Rewrite the part of the data that opens with the line containing "Task: tag every instance of the blurred spectator" and closes with the line containing "pixel 235 218" as a numbered list, leaving out any blank lines.
>>>
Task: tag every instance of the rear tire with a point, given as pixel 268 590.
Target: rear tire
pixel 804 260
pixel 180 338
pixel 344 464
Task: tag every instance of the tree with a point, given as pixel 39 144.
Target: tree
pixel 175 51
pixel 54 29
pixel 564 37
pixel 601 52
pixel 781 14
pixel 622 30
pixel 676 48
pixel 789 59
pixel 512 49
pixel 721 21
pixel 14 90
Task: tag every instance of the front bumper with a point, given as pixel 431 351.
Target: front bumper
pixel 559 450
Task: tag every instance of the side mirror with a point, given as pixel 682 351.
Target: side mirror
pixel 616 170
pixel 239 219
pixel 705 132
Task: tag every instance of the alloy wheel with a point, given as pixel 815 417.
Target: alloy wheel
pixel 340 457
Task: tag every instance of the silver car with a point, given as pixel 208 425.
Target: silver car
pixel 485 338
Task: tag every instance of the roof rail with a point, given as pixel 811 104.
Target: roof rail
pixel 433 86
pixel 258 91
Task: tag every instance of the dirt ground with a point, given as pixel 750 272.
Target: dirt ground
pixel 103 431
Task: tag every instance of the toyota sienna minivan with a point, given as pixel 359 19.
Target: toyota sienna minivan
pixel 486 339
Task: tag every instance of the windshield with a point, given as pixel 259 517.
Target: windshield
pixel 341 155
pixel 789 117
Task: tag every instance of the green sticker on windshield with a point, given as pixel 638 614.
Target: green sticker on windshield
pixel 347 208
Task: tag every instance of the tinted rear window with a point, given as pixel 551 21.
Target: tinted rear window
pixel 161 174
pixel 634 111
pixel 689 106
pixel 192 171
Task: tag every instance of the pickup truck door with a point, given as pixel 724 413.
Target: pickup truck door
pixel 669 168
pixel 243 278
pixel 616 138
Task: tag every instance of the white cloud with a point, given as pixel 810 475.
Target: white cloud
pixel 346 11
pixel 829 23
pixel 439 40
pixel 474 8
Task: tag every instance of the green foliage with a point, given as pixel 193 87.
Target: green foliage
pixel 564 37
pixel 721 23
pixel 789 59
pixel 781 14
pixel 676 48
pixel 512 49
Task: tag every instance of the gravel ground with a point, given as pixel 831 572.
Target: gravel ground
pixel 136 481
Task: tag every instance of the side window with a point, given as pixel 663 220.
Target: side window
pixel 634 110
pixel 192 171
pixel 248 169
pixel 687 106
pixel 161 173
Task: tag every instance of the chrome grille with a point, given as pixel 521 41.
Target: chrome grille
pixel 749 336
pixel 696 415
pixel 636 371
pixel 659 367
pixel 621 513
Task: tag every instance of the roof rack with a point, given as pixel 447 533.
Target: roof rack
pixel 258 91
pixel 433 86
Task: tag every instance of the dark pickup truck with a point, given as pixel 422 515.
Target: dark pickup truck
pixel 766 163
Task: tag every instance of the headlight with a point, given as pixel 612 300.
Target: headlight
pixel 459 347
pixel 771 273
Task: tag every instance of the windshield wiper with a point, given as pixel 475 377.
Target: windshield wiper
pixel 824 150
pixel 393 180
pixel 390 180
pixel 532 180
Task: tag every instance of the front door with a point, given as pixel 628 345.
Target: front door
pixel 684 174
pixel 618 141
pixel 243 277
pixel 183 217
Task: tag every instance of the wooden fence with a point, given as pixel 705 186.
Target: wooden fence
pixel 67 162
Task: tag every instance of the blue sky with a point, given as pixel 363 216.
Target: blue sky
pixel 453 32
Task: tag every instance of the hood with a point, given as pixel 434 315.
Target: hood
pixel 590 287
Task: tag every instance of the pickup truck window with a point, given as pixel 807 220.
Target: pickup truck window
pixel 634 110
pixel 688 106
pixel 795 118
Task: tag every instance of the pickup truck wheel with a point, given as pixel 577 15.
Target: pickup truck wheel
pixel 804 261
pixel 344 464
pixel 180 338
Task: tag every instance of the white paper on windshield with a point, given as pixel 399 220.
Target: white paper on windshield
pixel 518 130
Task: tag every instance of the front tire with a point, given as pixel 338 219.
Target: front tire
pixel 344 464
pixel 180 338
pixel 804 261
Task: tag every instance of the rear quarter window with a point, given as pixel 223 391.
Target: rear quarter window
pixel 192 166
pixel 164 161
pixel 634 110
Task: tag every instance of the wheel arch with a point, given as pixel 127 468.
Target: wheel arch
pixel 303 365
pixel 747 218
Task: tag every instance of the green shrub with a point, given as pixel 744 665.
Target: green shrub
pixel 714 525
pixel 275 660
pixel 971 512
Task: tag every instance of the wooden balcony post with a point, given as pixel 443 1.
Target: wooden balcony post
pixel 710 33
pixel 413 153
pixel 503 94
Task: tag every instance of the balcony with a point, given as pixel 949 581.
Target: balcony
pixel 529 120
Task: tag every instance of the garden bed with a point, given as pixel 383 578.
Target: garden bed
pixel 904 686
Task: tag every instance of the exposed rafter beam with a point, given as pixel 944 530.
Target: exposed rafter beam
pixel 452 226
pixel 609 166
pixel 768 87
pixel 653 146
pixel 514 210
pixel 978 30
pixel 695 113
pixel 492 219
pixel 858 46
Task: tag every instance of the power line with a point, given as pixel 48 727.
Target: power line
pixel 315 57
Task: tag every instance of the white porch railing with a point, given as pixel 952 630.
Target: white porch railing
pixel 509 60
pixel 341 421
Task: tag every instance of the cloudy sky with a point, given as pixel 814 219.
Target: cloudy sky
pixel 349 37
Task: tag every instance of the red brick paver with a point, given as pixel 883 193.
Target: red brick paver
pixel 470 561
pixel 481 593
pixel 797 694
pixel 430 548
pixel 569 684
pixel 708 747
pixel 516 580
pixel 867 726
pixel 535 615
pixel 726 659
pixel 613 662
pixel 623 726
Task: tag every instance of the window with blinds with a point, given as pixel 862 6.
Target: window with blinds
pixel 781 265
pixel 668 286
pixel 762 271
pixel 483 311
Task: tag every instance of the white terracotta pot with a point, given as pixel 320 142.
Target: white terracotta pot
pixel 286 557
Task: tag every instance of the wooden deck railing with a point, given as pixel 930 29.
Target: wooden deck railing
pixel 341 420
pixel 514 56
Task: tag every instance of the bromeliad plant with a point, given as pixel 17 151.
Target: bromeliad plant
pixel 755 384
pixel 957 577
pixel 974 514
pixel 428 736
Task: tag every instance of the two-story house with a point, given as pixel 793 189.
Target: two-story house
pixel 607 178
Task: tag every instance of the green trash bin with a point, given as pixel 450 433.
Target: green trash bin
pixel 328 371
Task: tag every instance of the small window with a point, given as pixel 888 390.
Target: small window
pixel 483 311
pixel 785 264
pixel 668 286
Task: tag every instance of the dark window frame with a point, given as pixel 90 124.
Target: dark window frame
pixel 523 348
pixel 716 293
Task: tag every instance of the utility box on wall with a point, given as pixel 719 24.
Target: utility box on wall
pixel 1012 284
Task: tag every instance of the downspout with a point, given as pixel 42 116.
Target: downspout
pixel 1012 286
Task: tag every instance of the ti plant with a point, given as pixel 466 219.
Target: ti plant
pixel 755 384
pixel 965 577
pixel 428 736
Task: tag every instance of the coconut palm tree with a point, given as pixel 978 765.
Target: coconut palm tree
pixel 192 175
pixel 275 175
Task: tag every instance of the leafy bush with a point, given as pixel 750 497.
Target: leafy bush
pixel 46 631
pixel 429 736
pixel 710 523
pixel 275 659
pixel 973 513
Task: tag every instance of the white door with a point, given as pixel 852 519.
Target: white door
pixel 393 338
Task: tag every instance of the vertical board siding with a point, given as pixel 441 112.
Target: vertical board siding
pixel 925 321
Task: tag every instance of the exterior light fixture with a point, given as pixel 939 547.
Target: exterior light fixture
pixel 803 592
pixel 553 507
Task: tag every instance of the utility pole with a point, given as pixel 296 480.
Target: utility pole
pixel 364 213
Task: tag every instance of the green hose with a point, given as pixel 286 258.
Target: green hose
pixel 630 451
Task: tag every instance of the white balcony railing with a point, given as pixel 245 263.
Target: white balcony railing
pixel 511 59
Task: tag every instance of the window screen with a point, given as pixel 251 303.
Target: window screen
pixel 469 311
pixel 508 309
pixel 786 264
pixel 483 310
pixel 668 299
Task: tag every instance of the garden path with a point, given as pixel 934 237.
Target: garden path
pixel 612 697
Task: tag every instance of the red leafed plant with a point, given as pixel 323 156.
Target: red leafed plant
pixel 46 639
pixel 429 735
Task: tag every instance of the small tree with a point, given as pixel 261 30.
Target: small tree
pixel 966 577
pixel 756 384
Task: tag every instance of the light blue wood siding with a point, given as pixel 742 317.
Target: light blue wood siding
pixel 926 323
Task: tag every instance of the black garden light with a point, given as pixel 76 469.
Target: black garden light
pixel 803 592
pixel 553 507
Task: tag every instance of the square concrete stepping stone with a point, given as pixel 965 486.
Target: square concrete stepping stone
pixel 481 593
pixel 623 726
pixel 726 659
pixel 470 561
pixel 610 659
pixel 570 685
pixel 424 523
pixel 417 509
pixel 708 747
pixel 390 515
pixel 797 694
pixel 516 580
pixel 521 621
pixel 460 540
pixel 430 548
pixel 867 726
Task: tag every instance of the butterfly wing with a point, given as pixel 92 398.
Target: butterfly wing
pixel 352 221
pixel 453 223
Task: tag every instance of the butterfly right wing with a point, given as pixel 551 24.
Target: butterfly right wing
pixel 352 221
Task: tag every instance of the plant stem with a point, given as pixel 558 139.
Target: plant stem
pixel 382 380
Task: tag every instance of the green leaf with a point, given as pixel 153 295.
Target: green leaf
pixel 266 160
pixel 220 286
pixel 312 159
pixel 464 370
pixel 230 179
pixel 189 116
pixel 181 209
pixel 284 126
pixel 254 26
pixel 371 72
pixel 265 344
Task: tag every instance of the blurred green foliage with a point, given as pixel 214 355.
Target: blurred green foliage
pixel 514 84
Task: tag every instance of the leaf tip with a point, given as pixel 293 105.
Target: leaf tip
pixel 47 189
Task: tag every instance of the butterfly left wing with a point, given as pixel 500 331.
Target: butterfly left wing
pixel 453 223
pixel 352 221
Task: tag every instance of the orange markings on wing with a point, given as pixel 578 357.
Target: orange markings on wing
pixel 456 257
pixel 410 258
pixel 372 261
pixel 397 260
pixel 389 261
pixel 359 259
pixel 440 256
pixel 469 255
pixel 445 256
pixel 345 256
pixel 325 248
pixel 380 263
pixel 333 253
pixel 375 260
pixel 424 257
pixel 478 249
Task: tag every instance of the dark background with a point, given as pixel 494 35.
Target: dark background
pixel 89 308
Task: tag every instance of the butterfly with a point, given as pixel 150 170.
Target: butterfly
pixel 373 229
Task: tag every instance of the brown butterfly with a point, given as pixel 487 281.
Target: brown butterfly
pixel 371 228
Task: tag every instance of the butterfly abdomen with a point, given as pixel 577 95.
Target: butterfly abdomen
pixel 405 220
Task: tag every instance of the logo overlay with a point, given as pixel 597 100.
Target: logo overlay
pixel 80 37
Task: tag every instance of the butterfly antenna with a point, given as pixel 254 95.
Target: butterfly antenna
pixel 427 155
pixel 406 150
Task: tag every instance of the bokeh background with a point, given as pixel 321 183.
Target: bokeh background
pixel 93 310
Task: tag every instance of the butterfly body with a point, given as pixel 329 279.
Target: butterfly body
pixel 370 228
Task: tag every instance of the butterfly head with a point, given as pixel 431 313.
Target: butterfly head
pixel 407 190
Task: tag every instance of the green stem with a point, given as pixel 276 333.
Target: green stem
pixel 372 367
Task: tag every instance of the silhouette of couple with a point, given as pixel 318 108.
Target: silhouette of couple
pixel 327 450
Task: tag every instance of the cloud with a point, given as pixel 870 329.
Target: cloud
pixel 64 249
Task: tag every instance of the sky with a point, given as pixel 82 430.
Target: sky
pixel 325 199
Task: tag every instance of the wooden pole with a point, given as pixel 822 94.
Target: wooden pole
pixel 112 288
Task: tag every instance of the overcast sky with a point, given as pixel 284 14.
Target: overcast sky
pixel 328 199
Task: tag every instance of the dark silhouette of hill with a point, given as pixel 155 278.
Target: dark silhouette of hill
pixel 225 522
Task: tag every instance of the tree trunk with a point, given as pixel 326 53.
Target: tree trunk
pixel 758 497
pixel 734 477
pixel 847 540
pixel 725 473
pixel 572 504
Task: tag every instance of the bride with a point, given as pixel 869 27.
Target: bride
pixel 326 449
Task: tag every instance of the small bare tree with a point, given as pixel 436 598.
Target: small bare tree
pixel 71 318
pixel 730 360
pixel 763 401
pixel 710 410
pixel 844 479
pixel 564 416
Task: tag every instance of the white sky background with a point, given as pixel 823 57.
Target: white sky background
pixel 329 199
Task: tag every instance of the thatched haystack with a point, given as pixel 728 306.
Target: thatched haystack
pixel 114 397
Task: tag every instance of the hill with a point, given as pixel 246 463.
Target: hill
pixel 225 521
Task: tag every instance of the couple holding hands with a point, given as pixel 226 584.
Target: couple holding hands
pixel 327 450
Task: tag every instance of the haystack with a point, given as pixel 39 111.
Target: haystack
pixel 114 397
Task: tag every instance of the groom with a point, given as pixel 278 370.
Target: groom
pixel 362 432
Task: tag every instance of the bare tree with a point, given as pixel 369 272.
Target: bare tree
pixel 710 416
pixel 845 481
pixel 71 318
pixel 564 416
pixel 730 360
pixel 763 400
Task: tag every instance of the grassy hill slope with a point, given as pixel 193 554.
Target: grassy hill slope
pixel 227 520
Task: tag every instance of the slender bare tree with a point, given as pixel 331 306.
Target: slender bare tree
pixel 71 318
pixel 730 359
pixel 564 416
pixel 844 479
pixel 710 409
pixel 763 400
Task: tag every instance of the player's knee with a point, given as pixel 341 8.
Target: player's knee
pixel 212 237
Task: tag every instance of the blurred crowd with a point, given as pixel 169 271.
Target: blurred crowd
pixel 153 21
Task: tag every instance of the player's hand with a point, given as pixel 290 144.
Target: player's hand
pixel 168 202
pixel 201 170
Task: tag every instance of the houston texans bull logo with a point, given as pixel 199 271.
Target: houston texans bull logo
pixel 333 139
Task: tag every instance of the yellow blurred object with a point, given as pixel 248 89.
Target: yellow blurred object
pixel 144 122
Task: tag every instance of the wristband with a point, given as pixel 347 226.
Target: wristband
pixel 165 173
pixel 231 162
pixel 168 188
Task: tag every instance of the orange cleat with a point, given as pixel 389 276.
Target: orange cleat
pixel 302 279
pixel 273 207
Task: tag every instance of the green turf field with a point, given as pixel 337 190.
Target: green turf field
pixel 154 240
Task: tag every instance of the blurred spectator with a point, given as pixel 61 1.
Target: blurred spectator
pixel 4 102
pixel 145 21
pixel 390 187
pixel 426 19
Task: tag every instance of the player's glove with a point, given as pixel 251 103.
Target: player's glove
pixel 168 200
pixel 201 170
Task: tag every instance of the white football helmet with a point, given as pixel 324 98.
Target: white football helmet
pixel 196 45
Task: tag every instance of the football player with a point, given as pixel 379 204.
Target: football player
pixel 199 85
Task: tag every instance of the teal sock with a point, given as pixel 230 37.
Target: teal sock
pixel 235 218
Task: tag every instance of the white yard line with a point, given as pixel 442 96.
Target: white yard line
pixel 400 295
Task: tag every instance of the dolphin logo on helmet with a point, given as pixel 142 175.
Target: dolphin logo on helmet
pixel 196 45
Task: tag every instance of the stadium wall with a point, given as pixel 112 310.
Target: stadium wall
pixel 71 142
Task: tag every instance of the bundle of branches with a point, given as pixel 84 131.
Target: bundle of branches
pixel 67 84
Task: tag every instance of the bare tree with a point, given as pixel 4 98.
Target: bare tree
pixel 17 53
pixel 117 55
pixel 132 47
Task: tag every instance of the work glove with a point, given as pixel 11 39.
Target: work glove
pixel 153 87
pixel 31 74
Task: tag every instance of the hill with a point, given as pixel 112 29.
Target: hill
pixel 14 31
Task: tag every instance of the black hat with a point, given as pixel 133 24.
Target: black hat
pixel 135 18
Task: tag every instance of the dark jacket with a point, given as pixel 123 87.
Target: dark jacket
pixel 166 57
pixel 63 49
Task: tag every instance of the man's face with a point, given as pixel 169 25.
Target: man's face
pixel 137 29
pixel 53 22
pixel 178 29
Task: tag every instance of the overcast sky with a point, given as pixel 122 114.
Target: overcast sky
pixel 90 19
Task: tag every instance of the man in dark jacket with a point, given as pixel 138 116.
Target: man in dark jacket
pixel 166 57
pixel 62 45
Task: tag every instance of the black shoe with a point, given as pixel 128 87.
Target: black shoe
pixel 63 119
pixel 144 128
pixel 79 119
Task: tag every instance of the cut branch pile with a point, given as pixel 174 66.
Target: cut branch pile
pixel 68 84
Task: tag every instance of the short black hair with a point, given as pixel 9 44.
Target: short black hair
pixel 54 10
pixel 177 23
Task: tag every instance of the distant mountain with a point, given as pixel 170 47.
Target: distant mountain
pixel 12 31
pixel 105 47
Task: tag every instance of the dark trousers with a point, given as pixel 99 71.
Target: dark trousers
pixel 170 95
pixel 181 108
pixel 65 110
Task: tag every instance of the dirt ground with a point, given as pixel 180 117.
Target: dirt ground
<<<
§ Response:
1. Task: tag every instance of the blurred spectator with a point, given as pixel 61 1.
2. Target: blurred spectator
3. pixel 4 102
4. pixel 145 21
5. pixel 390 187
6. pixel 426 19
7. Task: tag every instance of the player's glove with a point, given as pixel 251 103.
8. Target: player's glove
9. pixel 168 200
10. pixel 201 170
11. Task: tag every instance of the white football helmet with a point, given as pixel 324 98.
12. Target: white football helmet
13. pixel 196 45
14. Task: tag every instance of the football player with a point, given as pixel 379 204.
15. Target: football player
16. pixel 199 85
17. Task: tag every instance of the teal sock with a point, given as pixel 230 37.
18. Target: teal sock
19. pixel 235 218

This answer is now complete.